WHAT THE TASK ASKS
Reproduce all the material verbatim, down to the last line.

GIVEN DATA
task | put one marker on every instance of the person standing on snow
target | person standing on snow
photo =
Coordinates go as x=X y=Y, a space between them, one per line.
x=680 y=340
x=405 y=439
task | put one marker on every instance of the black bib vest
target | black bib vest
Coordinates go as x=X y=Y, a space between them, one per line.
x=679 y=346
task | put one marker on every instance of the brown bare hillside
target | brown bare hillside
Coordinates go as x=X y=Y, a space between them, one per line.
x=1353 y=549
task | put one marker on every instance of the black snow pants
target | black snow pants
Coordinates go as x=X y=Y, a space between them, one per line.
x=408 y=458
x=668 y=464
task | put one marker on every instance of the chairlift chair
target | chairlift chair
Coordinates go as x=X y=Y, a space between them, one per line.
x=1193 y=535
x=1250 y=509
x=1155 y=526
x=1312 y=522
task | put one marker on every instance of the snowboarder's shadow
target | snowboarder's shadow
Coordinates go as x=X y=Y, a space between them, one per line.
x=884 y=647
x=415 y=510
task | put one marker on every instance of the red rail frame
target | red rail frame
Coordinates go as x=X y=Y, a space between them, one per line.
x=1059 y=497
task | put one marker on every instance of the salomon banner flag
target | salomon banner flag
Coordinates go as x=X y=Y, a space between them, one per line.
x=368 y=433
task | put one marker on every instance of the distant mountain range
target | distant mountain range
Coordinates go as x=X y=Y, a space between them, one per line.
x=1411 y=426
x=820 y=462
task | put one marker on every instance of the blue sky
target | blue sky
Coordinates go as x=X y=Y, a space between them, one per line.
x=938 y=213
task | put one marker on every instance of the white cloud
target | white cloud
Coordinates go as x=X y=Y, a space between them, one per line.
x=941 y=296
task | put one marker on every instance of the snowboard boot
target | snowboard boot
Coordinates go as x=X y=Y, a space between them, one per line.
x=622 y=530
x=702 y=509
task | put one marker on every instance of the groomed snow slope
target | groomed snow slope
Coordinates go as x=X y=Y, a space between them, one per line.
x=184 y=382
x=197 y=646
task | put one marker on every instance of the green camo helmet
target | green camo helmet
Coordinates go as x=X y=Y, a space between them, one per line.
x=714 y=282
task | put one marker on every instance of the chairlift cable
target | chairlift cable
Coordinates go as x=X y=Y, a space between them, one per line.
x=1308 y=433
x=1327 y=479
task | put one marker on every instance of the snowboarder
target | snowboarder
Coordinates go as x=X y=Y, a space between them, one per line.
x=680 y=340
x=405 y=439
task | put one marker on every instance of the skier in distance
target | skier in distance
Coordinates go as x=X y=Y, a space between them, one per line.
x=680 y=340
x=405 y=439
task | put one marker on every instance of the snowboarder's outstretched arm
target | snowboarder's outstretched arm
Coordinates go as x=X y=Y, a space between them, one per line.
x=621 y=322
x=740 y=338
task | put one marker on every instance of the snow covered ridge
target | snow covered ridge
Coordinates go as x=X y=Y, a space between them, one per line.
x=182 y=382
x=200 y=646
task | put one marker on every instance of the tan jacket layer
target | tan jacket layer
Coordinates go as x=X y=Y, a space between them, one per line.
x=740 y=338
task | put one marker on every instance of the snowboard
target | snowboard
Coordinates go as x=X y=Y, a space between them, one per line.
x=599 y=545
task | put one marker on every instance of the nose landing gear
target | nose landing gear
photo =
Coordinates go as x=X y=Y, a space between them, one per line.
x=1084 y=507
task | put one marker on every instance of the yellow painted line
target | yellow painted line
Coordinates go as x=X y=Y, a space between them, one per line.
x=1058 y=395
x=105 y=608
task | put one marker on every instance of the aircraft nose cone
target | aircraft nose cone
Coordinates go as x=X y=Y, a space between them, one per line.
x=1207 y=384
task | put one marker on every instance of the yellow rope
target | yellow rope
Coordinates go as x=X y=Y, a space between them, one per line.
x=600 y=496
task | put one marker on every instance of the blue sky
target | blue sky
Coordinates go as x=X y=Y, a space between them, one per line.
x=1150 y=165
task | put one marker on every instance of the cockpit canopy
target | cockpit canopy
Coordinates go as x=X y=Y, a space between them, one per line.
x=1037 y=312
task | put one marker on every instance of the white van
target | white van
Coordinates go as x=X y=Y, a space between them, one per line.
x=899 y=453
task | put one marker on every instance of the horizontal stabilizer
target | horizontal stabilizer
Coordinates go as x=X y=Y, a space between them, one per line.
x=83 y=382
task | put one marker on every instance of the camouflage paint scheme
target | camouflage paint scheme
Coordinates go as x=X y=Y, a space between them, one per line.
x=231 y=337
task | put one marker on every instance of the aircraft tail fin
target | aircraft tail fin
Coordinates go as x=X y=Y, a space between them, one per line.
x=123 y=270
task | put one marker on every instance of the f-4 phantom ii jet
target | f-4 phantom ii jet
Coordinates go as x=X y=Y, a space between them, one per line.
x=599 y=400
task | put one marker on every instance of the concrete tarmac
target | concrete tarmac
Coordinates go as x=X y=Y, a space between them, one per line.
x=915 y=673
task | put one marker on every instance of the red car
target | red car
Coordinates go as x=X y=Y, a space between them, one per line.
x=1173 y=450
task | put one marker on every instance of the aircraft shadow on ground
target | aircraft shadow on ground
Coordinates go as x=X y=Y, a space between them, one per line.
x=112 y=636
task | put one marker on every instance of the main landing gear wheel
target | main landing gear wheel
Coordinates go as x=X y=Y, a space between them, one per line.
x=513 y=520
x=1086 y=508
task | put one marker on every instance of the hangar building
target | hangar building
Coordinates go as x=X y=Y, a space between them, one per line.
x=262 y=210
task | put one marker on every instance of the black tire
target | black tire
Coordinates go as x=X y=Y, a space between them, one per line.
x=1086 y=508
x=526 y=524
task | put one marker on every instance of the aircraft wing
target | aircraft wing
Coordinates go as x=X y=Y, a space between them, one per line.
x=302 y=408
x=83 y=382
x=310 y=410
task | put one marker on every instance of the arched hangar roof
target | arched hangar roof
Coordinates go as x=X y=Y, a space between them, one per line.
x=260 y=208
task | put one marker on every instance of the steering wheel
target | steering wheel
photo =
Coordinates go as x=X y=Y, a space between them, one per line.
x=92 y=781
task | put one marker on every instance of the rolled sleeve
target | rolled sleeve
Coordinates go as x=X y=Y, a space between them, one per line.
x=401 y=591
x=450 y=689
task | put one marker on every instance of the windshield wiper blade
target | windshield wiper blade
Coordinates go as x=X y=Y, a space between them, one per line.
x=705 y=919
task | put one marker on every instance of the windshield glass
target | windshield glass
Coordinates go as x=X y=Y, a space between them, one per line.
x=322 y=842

TASK ANSWER
task | put one marker on every instance of the person standing on snow
target | person standing on snow
photo =
Coordinates go as x=X y=Y, a space between them, one per line.
x=680 y=340
x=405 y=439
task | put one marker on every instance of the black bib vest
target | black bib vest
Coordinates go as x=X y=Y, a space between them, one per line.
x=679 y=346
task | put one marker on every instance of the brown bare hillside
target | brown bare hillside
Coordinates go as x=X y=Y, a space between them, one per line.
x=1353 y=549
task | put one marker on every instance of the black snow pants
target | black snow pants
Coordinates go as x=X y=Y, a space between them, one per line.
x=408 y=458
x=668 y=464
task | put one marker on every instance of the chairlift chair
target | chairlift chair
Coordinates go as x=X y=Y, a space between them, one per line.
x=1193 y=535
x=1250 y=509
x=1155 y=526
x=1312 y=522
task | put one marker on every instance of the snowboarder's shadow
target | snowboarder's shadow
Coordinates go as x=X y=Y, a space between them, one per line.
x=884 y=647
x=415 y=510
task | put one marker on every instance of the red rail frame
target | red rail frame
Coordinates go as x=X y=Y, a space between them, one per line.
x=1059 y=497
task | put one marker on every instance of the salomon banner flag
target | salomon banner flag
Coordinates go as x=X y=Y, a space between them, one per line.
x=368 y=433
task | put one marker on every instance of the distant mountain range
target | distant mountain range
Coordinates go as x=X y=Y, a space between them, one per line.
x=1411 y=426
x=820 y=462
task | put one marker on every instance of the blue sky
target | blue sky
Coordinates go as x=X y=Y, a space between them, one per line.
x=938 y=213
task | put one marker on every instance of the white cloud
target | white cloud
Coordinates go as x=X y=Y, a space between them, one per line.
x=941 y=296
task | put one marker on every instance of the snowboard boot
target | snowboard boot
Coordinates go as x=X y=Y, a space between them, one per line.
x=622 y=530
x=702 y=509
task | put one marker on every instance of the groomed snow slope
target | groomed snow slope
Coordinates go as x=X y=Y, a space between them, one per line.
x=184 y=382
x=197 y=646
task | put one marker on every instance of the green camo helmet
target | green camo helmet
Coordinates go as x=X y=Y, a space between them, one per line.
x=714 y=282
task | put one marker on every instance of the chairlift cable
target | chairlift cable
Coordinates go as x=X y=Y, a space between them, one per line.
x=1308 y=433
x=1327 y=479
task | put one marker on every instance of the snowboarder
target | snowboarder
Coordinates go as x=X y=Y, a space between them, one per line.
x=680 y=340
x=405 y=439
task | put one marker on every instance of the skier in distance
target | skier in distance
Coordinates go as x=X y=Y, a space between them, one per line.
x=680 y=340
x=405 y=439
task | put one marker on every instance of the snowboarder's outstretched arm
target | snowboarder's outstretched arm
Coordinates go as x=X y=Y, a space between them, one per line.
x=621 y=322
x=740 y=338
task | put one marker on every instance of the snow covered ridge
target | snow covered ridge
Coordinates go as x=X y=Y, a space between them, one per line.
x=182 y=382
x=200 y=646
task | put one marker on every instance of the tan jacket layer
target | tan jacket layer
Coordinates go as x=X y=Y, a space between them, one per line.
x=740 y=338
task | put one marker on every instance of the snowboard
target | snowboard
Coordinates go as x=X y=Y, a space between them, one per line.
x=599 y=545
task | put one marker on every instance of the nose landing gear
target | nose landing gear
photo =
Coordinates go as x=X y=Y, a space between them, one per line.
x=1084 y=507
task | put one marker on every instance of the yellow painted line
target | yellow painted line
Coordinates go as x=X y=Y, a space between them, one per line.
x=1058 y=395
x=105 y=608
task | put one marker on every instance of the aircraft nose cone
target | aircraft nose cone
Coordinates go as x=X y=Y, a space between them, one per line.
x=1207 y=384
task | put one marker on every instance of the yellow rope
target | yellow rope
Coordinates go as x=X y=Y, a space between them, one per line.
x=600 y=496
task | put one marker on every instance of the blue sky
target | blue sky
Coordinates go as x=X y=Y, a space between them, one per line.
x=1150 y=165
task | put one marker on every instance of the cockpit canopy
target | cockpit canopy
Coordinates go as x=X y=Y, a space between them, one per line.
x=1037 y=312
task | put one marker on every instance of the white van
target | white van
Coordinates go as x=X y=Y, a space between them, one per line.
x=899 y=453
task | put one marker on every instance of the horizontal stabilizer
target | horizontal stabilizer
Coordinates go as x=X y=Y, a space between them, one per line.
x=83 y=382
task | put one marker on every instance of the camouflage paint scheme
target | camouflage paint scheme
Coordinates go as x=X y=Y, a space between them, one per line.
x=231 y=337
task | put one marker on every instance of the aircraft tail fin
target | aircraft tail fin
Coordinates go as x=X y=Y, a space between them, one per line.
x=123 y=270
task | put one marker on every instance of the f-4 phantom ii jet
target | f-4 phantom ii jet
Coordinates go as x=X y=Y, a space between them, one per line.
x=599 y=400
task | put one marker on every instance of the concrete tarmac
target | concrete tarmac
Coordinates go as x=X y=Y, a space between them, one per line.
x=915 y=673
task | put one marker on every instance of the red car
target | red car
Coordinates go as x=X y=Y, a space between them, one per line.
x=1173 y=450
task | put one marker on every instance of the aircraft shadow on ground
target | aircraft shadow on ground
Coordinates go as x=X y=Y, a space between them, one per line.
x=112 y=636
task | put one marker on every instance of the main landing gear wheel
target | main landing gear wheel
Coordinates go as x=X y=Y, a space between them, one per line.
x=513 y=520
x=1086 y=508
task | put one marker on every instance of the hangar building
target | hangar building
Coordinates go as x=X y=Y, a space between them, one per line.
x=262 y=210
task | put one marker on every instance of the black tire
target | black tire
Coordinates go as x=X y=Y, a space between them, one per line.
x=1086 y=508
x=526 y=524
task | put one marker on every instance of the aircraft wing
target | aircraft wing
Coordinates go as x=X y=Y, a space between them, one per line.
x=302 y=408
x=83 y=382
x=310 y=410
task | put one marker on every instance of the arched hangar roof
target | arched hangar roof
Coordinates go as x=X y=Y, a space between them, one per line.
x=260 y=208
task | put one marker on every instance of the steering wheel
target | steering wheel
photo =
Coordinates go as x=X y=Y, a space between them, one per line.
x=92 y=781
task | put one marker on every instance of the rolled sleeve
target | rolled sleeve
Coordinates go as x=X y=Y, a space between them, one per line.
x=401 y=591
x=450 y=689
task | put one marker on every instance of the windshield wiper blade
target | windshield wiper blade
Coordinates go as x=X y=Y, a space between them, one per line.
x=705 y=919
task | put one marker on every instance of the windshield glass
target | windshield glass
Coordinates go as x=X y=Y, a space between them, one per line.
x=322 y=842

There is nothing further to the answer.